## [Short task]
Rescale the records from the line containing "Place one keypoint on each instance of the white canvas" through the end of the records, both ends included. Reproduce every line in that span, including those without coordinates, and multiply each coordinate in the answers by 2, rounding to whole numbers with halves rounded up.

* BEGIN Exercise data *

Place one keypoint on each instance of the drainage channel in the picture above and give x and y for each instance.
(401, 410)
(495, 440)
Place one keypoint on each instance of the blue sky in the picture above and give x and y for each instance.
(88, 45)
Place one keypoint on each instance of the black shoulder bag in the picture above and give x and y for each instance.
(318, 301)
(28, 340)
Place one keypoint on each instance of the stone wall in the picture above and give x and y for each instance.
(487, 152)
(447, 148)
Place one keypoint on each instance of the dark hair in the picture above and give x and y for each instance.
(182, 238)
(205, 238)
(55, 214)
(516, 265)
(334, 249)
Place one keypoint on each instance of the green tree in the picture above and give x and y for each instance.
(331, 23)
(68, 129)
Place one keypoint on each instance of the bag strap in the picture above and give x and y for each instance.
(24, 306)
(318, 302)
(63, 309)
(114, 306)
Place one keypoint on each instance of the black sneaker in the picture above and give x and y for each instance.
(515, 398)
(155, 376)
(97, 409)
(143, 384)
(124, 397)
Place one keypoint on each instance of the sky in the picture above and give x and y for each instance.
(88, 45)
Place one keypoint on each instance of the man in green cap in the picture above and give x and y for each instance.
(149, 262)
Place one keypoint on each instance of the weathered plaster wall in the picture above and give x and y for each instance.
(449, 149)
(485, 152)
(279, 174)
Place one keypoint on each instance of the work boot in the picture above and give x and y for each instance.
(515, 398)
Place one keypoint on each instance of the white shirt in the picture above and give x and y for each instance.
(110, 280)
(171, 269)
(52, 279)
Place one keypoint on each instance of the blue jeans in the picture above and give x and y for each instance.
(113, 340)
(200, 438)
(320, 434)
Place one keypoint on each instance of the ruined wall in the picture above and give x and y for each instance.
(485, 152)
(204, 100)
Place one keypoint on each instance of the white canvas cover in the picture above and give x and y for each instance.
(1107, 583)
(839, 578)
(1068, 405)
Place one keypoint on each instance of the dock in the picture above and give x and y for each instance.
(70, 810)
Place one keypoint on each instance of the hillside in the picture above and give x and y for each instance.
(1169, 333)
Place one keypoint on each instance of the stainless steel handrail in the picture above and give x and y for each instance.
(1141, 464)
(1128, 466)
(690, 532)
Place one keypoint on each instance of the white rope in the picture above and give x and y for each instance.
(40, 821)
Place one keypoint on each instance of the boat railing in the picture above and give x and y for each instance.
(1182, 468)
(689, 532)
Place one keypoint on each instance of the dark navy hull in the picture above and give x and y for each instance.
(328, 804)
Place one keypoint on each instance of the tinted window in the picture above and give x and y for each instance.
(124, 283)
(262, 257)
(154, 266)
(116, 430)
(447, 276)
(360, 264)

* END Exercise data *

## [Task output]
Place one keypoint on each instance of the white canvas cover in the picture above and give x and y for each instance.
(2214, 1166)
(1678, 1156)
(2136, 810)
Place one keypoint on each instance of the dock in the picture above and give x and y for each instance.
(140, 1620)
Place one keypoint on each instance of the hillside in the picture above and give x and y for each instance.
(2338, 666)
Place one keypoint on each instance of the stainless steel handrail in the picture above and give x and y for each instance.
(2282, 928)
(2256, 932)
(1380, 1064)
Place one keypoint on each instance of the white rope in the picture above and give x and y for each instance.
(80, 1642)
Place one keypoint on each instance of the boat railing in the picture above and give x and y for each instance.
(2364, 936)
(1378, 1064)
Place one keypoint on each instance of the dark navy hull in the picture above and give x and y for each instance.
(656, 1608)
Place one keypoint on each instance of the tinted window in the picture above and give x and y for each instance.
(248, 566)
(524, 514)
(308, 532)
(232, 860)
(894, 552)
(720, 528)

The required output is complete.